• [WHAT THE TASK REQUIRES]: Starting at the line that contains "Identify each white" and ending at the line that contains "Identify each blue", the lines below are to be given again exactly, with nothing added.

• [DATA FOR THIS EXERCISE]:
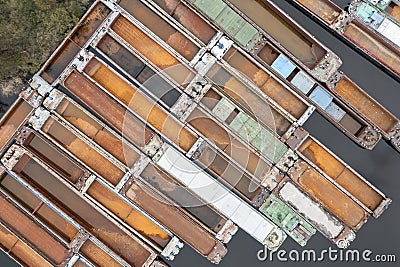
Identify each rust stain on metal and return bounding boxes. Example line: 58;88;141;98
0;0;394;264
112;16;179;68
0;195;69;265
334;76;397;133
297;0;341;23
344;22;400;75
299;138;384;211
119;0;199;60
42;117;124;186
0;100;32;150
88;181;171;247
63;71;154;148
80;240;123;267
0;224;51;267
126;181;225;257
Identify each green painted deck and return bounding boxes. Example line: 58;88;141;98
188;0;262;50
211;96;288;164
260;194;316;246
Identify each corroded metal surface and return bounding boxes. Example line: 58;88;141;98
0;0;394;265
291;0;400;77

--

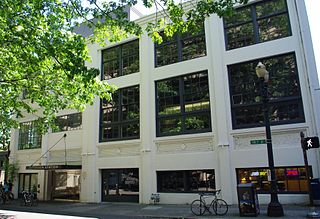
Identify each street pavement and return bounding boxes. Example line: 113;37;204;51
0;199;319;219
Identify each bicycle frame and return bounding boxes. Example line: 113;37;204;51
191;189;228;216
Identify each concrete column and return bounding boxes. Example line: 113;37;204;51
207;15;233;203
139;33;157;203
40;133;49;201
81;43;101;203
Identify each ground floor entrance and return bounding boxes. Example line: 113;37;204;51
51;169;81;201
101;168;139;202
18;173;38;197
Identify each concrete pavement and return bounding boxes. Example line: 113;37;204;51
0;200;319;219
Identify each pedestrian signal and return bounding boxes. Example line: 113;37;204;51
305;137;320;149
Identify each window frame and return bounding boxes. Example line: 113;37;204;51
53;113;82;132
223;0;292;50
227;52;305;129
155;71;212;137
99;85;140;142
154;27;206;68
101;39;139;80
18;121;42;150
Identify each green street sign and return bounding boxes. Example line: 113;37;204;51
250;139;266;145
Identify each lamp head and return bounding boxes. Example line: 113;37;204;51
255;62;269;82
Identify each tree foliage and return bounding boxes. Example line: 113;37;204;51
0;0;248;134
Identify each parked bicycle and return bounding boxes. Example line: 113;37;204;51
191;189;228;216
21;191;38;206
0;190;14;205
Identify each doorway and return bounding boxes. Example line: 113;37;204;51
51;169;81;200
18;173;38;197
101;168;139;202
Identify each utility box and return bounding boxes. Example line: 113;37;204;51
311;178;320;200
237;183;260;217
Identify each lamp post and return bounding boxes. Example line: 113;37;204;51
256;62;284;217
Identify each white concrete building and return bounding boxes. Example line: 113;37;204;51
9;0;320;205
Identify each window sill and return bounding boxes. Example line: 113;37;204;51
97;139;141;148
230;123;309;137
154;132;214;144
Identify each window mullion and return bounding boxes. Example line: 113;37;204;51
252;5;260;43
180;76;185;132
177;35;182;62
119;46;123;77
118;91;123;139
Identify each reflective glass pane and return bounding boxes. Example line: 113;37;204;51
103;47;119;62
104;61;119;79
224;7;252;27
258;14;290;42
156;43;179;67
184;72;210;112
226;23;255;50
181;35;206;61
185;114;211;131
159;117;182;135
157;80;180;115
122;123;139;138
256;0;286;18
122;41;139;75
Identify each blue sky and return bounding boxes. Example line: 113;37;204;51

• [RESULT]:
Identify each white concrete building and return bounding boxes. Example line: 113;37;204;51
9;0;320;205
Identify each window sill and return bounding boxes. Example line: 113;37;204;51
97;139;141;148
230;123;309;137
154;132;214;144
Identify each window mullion and return bounding boxes. Example line: 113;37;204;51
252;5;260;43
180;76;185;132
177;35;182;62
119;46;123;77
118;91;123;139
Identify each reflective glass pane and return bounding boxes. Example line: 113;37;204;51
103;47;119;62
104;61;119;79
224;7;252;27
258;14;290;42
156;43;179;67
184;72;210;112
226;23;255;50
181;35;206;61
185;114;211;131
159;117;182;135
157;80;180;115
122;123;139;138
256;0;286;18
122;41;139;75
Identify each blue sky and return bounding boxes. Example line: 113;37;204;51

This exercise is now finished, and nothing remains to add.